─── Record excerpts ───

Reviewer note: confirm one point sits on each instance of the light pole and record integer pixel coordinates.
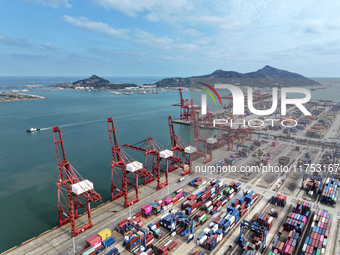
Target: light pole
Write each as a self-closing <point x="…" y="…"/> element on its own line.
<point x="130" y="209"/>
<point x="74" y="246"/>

───
─── Record excerpts ───

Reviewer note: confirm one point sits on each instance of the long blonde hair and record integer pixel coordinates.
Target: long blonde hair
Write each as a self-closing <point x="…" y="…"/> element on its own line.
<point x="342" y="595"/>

───

• Assignment
Return every line of the preceding records in which the word "pixel" appears.

• Finished task
Reviewer note: confirm one point sits on each instance of the light pole and record integer pixel coordinates.
Reviewer note: confirm one point sits on each instance of the long blonde hair and record integer pixel coordinates.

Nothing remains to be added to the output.